(Items listed in a dataset)
══════════════════════════════
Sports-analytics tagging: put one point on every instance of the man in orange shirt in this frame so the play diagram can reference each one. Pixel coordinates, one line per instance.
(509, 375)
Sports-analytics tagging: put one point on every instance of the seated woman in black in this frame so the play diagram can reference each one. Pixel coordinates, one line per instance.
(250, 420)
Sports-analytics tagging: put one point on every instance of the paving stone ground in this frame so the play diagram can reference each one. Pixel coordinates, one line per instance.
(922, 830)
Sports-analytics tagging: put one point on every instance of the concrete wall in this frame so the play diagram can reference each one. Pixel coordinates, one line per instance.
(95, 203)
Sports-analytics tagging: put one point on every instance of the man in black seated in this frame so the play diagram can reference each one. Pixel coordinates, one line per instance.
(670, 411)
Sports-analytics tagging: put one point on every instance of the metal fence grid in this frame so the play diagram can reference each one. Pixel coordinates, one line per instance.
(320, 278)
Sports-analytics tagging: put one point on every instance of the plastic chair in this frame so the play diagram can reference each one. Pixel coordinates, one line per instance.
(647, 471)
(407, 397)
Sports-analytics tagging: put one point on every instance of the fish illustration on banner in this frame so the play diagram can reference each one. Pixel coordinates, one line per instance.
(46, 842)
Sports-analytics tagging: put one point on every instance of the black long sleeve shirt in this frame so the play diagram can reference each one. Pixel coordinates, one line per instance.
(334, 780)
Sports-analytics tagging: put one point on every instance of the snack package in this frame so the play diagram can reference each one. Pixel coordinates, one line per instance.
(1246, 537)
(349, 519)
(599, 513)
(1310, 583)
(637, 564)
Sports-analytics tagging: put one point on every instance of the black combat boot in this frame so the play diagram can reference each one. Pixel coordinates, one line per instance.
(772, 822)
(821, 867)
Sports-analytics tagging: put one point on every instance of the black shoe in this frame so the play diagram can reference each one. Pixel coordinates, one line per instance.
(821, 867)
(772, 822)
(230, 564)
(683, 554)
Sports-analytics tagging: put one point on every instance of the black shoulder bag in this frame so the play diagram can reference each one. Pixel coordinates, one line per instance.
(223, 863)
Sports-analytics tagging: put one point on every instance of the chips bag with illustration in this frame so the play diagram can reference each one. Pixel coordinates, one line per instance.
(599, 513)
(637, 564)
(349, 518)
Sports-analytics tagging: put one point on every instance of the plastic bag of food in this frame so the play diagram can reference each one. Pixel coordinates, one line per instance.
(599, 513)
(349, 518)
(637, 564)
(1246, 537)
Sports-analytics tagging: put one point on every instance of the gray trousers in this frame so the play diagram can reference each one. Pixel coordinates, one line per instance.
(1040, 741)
══════════════════════════════
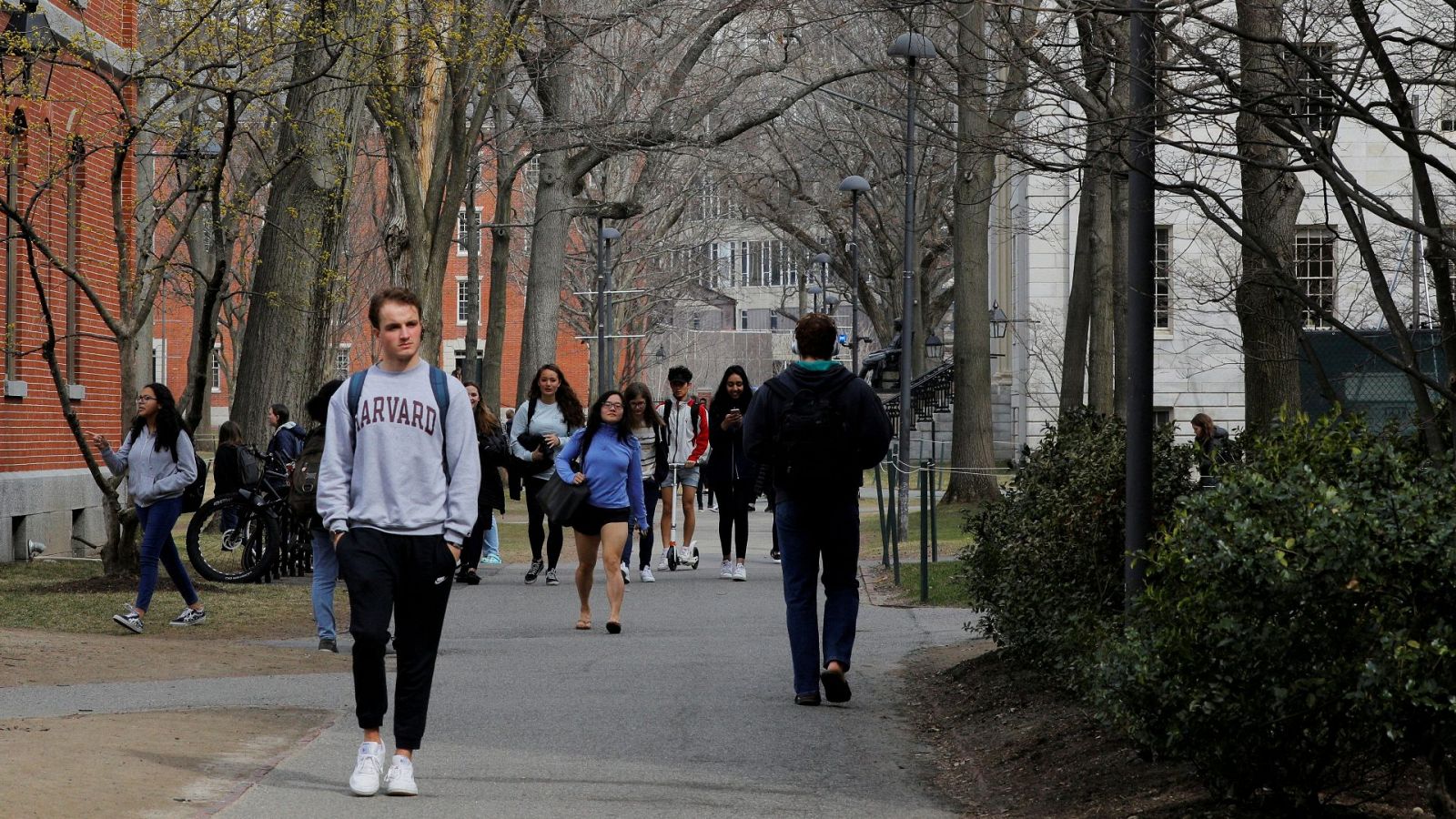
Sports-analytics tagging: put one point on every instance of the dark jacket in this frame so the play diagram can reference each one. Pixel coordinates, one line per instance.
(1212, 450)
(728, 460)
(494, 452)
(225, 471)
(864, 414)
══════════════════════════════
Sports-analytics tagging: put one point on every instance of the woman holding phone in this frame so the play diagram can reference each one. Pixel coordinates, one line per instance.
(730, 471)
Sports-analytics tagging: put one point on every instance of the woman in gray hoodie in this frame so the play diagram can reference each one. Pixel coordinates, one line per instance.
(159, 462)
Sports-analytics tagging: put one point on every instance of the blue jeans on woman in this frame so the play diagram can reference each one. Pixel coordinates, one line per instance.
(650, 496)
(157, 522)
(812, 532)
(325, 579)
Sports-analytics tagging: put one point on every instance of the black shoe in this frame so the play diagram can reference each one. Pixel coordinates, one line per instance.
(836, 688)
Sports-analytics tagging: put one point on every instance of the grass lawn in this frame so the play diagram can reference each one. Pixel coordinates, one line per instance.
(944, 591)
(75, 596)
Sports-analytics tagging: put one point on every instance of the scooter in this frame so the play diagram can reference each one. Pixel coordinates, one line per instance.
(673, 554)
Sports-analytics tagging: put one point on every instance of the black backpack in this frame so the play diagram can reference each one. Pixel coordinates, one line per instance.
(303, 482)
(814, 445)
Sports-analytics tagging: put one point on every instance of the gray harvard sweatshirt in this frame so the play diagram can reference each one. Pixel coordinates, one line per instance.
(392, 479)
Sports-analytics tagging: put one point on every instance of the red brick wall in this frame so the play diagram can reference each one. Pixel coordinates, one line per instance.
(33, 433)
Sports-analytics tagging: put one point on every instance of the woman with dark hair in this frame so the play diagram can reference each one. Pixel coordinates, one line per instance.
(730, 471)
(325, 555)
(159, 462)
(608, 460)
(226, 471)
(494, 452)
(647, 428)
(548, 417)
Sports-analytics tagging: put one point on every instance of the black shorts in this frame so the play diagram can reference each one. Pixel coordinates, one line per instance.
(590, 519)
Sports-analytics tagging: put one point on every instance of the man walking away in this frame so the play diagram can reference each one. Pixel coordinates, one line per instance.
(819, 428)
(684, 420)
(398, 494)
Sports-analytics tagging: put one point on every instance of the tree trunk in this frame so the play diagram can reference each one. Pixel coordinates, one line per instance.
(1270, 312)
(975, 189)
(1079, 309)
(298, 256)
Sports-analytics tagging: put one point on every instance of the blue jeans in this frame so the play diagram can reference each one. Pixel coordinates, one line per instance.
══════════════════════════════
Copy out each line of the data above, exactly, if it lies between the line holding "the woman with" and the line holding "blue jeans in", inclusive; copy no other line.

Sports-analytics tagging: put one point on every instance of the woman with dark hair in this frame so the play diagram can reference each one. Pixel coordinates, one line per instance.
(730, 471)
(325, 555)
(159, 462)
(608, 460)
(226, 471)
(494, 452)
(647, 428)
(548, 417)
Sports-analytics tagging: put one point on every instance of the black shorts in this frame so the play diagram can reference each one. Pixel coordinates, one line per instance.
(590, 519)
Sports-analytics tagging: put one point on every instance of the man walking away in this frame so the play diagram can reference each one. Pixel coordinates, one line per instance.
(819, 428)
(684, 420)
(398, 494)
Sports-analytics tagging: put one point on every instance of the tree trunk in this frame so the play diagram can reference each one. Pixel coordinates, one line per instance.
(1270, 312)
(975, 189)
(1079, 309)
(298, 256)
Sports-analytics tagging: put one point on every instance of the blue jeans in this frame so the play diagram can reference each one. Pixel coordinates, one line per instance.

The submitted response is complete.